> [YOUR OBJECTIVE]:
Please reproduce the entries that follow, keeping each word intact.

> [SOURCE MATERIAL]:
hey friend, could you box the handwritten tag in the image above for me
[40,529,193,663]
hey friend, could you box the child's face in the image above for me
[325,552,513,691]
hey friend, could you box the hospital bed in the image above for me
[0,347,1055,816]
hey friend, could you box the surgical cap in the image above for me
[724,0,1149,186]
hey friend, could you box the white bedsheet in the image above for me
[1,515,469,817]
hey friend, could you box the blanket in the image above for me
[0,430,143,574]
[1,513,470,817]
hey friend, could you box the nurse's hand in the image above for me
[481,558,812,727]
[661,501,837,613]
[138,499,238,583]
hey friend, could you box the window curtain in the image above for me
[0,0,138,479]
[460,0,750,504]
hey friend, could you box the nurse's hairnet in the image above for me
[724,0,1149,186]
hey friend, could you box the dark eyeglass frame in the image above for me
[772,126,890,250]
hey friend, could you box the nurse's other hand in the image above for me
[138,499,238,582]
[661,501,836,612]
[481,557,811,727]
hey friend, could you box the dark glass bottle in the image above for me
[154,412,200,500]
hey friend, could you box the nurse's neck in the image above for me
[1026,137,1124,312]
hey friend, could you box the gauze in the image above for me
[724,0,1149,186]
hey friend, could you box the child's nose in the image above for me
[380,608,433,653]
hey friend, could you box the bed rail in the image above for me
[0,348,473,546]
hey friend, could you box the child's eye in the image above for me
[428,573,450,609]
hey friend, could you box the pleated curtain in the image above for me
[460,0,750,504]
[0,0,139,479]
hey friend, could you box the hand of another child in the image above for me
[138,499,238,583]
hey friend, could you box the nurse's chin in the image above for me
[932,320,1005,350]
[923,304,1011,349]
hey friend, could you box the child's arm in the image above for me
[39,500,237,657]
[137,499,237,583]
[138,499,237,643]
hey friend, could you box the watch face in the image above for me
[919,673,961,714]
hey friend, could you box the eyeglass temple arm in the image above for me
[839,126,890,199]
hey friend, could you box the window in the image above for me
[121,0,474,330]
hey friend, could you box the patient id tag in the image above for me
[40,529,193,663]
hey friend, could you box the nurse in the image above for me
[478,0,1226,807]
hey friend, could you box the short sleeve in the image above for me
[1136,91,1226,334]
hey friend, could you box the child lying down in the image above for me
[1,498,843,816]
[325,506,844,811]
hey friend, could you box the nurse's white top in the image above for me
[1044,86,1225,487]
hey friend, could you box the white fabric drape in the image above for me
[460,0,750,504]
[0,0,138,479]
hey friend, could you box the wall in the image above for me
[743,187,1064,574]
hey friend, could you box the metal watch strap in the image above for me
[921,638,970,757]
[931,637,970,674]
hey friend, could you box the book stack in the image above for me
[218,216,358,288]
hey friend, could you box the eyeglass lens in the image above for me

> [RESPONSE FOR THIS EXERCISE]:
hey friend, could you box the handwritten tag in the image above for me
[40,529,193,663]
hey friend, could you box the child's face in the image above for me
[325,552,513,691]
hey friend, could you box the hospital bed in the image above for me
[0,347,1055,816]
hey friend, could you box the surgical cap in the image above for me
[724,0,1149,186]
hey friend, could you box the white bedsheet in the image above for me
[1,515,469,817]
hey friend, could you box the blanket in the image above for me
[0,430,143,574]
[1,513,470,817]
hey friend, could you box the nurse's hand in the image above for me
[481,558,812,727]
[661,501,837,613]
[138,499,238,583]
hey friend, could you box the window curtain in the image above for me
[0,0,138,479]
[460,0,750,504]
hey friend, could you box the nurse's hairnet in the image above for me
[724,0,1149,186]
hey friend, could you box the dark eyeglass frame in the image above for me
[772,126,890,250]
hey friend, could you box the nurse's other hand in the image above for me
[138,499,238,582]
[661,501,836,612]
[481,557,811,727]
hey friend, could you box the dark glass bottle in the image above for me
[154,412,200,500]
hey friend, could you box the nurse's neck in the image above for me
[1026,137,1124,312]
hey friend, could you box the gauze in the image above for me
[724,0,1149,186]
hey friend, could you box the child's nose in the image above for me
[380,608,433,653]
hey friend, could you box the bed rail in the image above for me
[0,348,473,546]
hey friend, could you box the child's eye in the image above for me
[428,573,450,609]
hey friend, could you box the pleated curtain in the image above for me
[460,0,750,504]
[0,0,139,479]
hey friend, could you box the hand of another child in the image above for me
[138,499,238,583]
hey friend, could you box the nurse's chin in the image above for me
[932,320,1005,350]
[923,304,1011,349]
hey friend, could you box the child's arm in the image above for me
[39,500,237,657]
[137,499,237,583]
[138,499,237,643]
hey friend, could you box the watch face in the image above for me
[919,673,961,714]
hey friend, could you box the eyeglass temple arm in the image above for me
[839,126,890,199]
hey friend, could you box the window in the image above for me
[121,0,474,330]
hey friend, could you box the patient id tag in the image above for me
[40,529,193,663]
hey friend, could you box the nurse in the image above for me
[478,0,1226,807]
hey friend, could you box the short sleeve in the image above for me
[1136,91,1226,334]
hey friend, could you box the child lying down in the image above for me
[1,498,843,816]
[325,506,844,811]
hey friend, could you box the nurse's white top in the image above for me
[1044,86,1225,487]
hey friend, could you box the white fabric drape in the image above for me
[460,0,750,504]
[0,0,138,479]
hey friend, could you box the wall in the image above for me
[743,187,1064,574]
hey friend, could you box the metal watch strap in the image above for me
[921,638,970,757]
[931,637,970,674]
hey friend, could you box the book stack in the image above for me
[218,216,358,288]
hey friend, could you box the eyeglass lens in the image above for me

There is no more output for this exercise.